Assignment -> Carry on the BBR troubleshooting page from its last sentence, keeping its steps and tone.

Text excerpt ->
[Start of section]

Troubleshooting BBR

Page last updated:

This topic lists common troubleshooting scenarios and their solutions when using BOSH Backup and Restore (BBR) to back up and restore Pivotal Cloud Foundry (PCF).

Troubleshooting During a Backup

Symptom

BBR expects a backup script that doesn’t exist.

The Elastic Runtime backup fails with the following error:

The mysql restore script expects a backup script
which produces mysql-artifact artifact which
is not present in the deployment.

Explanation

To back up MySQL in Elastic Runtime, BBR needs the backup prepare node to be enabled.

Solution

Follow the procedures in the Step 4: Enable Backup Prepare Node section of the Backing Up Pivotal Cloud Foundry with BBR topic and re-run the BBR backup command.

Troubleshooting During a Restore

Symptom

The restore fails with a MySQL monit start timeout.

While running the BBR restore command, restoring the job mysql-restore fails with the following error:

1 error occurred:

* restore script for job mysql-restore failed on mysql/0.
...
Monit start failed: Timed out waiting for monit: 2m0s

Explanation

This happens when mariadb fails to start within the timeout period. It will end up in an “Execution Failed” state and monit will never try to start it again.

Solution

Ensure that your MySQL Server cluster has only one instance. If there are more than one instances of MySQL Server, the restore will fail with a monit start timeout. Scale down to one instance and retry.

If your MySQL Server cluster is already scaled down to one node, it may have taken longer than normal to restart the cluster. Follow the procedure below to manually verify and retry.

  1. List the VMs in your deployment:
    $ bosh -e DIRECTOR_IP --ca-cert /var/tempest/workspaces/default/root_ca_certificate \
    -d DEPLOYMENT_NAME \
    ssh
  2. Select the mysql VM to SSH into.

[End of section]

Information supplied ->
[Start of section]

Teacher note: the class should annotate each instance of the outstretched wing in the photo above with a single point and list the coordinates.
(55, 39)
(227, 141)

[End of section]

Answer to the problem ->
  3. From the mysql VM, run the following command to check that the mariadb process is running:
    $ ps aux | grep mariadb
    
  4. Run the following command to check that monit reports mariadb_ctrl is in an “Execution Failed” state:
    $ sudo monit summary
  5. If so, run the following command from the mysql VM to disable monitoring:
    $ monit unmonitor
  6. Run the following command to enable monitoring:
    $ monit monitor
  7. After a few minutes, run the following command:
    $ monit summary
    The command should report that all the processes are running.
  8. Re-attempt the restore with BBR.

Symptom

The deployment does not match the structure of the backup.

The following error displays:

Deployment 'deployment-name' does not match the structure of the provided backup

Explanation

The instance groups with the restore scripts in the destination environment don’t match the backup metadata. For example, they may have the wrong number of instances of a particular instance group, or the metadata names an instance group that doesn’t exist in the destination environment.

Solution

BBR only supports restoring to an environment that matches your original environment. Pivotal recommends altering the destination environment to match the structure of the backup.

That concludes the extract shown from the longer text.